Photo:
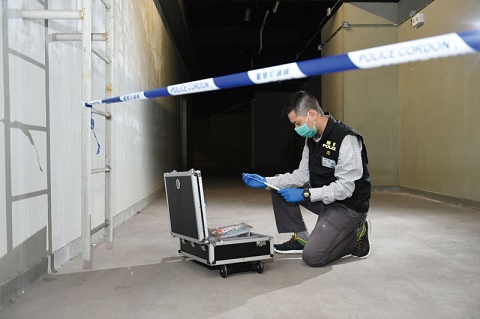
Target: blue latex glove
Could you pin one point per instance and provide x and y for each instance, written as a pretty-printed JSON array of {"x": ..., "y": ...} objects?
[
  {"x": 254, "y": 180},
  {"x": 292, "y": 195}
]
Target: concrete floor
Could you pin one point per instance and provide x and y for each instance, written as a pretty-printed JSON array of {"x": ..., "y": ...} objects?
[{"x": 424, "y": 264}]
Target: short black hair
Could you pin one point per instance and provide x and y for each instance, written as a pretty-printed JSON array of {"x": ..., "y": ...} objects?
[{"x": 301, "y": 102}]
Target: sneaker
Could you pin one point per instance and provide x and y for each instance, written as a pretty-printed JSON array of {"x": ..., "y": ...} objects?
[
  {"x": 363, "y": 242},
  {"x": 294, "y": 246}
]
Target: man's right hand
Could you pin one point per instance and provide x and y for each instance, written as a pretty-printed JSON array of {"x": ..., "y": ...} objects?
[{"x": 254, "y": 180}]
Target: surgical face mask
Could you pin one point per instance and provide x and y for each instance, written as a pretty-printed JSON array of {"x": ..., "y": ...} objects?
[{"x": 305, "y": 131}]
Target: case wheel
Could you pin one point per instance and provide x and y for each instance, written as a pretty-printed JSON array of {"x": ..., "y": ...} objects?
[
  {"x": 259, "y": 267},
  {"x": 223, "y": 271}
]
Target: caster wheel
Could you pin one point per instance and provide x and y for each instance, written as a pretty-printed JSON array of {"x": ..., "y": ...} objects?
[
  {"x": 223, "y": 271},
  {"x": 259, "y": 267}
]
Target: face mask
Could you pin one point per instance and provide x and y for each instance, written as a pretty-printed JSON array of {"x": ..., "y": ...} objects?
[{"x": 305, "y": 131}]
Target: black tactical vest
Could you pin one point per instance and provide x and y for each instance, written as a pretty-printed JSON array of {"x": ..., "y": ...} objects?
[{"x": 323, "y": 158}]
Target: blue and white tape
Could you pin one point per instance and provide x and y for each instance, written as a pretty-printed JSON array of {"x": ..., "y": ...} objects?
[{"x": 441, "y": 46}]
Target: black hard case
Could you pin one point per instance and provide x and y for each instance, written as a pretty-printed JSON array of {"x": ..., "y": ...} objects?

■ ■ ■ ■ ■

• [Brief]:
Every record above should be written out again without change, except that the pictures are left out.

• [Finished exercise]:
Photo:
Target: blue latex glove
Could you pin one point per instance and provide x and y for each instance, written as a pretty-printed JSON array of {"x": ..., "y": ...} objects?
[
  {"x": 254, "y": 180},
  {"x": 292, "y": 195}
]
Target: concrete floor
Could you pin one point per instance and provide x and y for each instance, written as a pretty-printed JSON array of {"x": ..., "y": ...} objects?
[{"x": 424, "y": 264}]
Target: short black hair
Could you pin one point per instance and provide x and y for each instance, written as a pretty-printed JSON array of {"x": ..., "y": ...} objects?
[{"x": 301, "y": 102}]
Target: sneaker
Could you pin one point per instance and provide x and y for each instance, written as a pretty-printed JSON array of {"x": ..., "y": ...} objects?
[
  {"x": 363, "y": 242},
  {"x": 294, "y": 246}
]
Target: man's right hand
Could you pin one point per instance and provide x and y for each instance, written as a pretty-printed JSON array of {"x": ..., "y": ...} objects?
[{"x": 254, "y": 180}]
Target: surgical face mask
Could you pin one point per instance and provide x and y for each instance, written as a pretty-printed JSON array of {"x": ..., "y": ...} objects?
[{"x": 305, "y": 131}]
Target: case wheel
Could you pin one point per instance and provide x and y for each instance, written as a pretty-printed JSON array of {"x": ..., "y": ...} objects?
[
  {"x": 259, "y": 267},
  {"x": 223, "y": 271}
]
Target: caster wheel
Could you pin one point per instance and provide x and y for each instance, written as a pretty-printed JSON array of {"x": ..., "y": ...} objects?
[
  {"x": 223, "y": 271},
  {"x": 259, "y": 267}
]
Target: face mask
Could you pin one point per instance and provide x and y for each instance, written as a pretty-printed JSON array of {"x": ..., "y": ...} objects?
[{"x": 305, "y": 131}]
Target: black tactical vest
Could you pin one point per instance and provide x and y for each instance, written as a pretty-printed JSON array of {"x": ..., "y": ...} objects?
[{"x": 323, "y": 158}]
Target: blue and white tape
Could you pin one point per instance and provide x and y for each instance, written as a pretty-printed JSON array of {"x": ..., "y": ...} objects?
[{"x": 441, "y": 46}]
Target: black hard case
Could you pin one point per instance and provide x and y for each instance, written as a pretty-printed JSON array of {"x": ..., "y": ...} objects?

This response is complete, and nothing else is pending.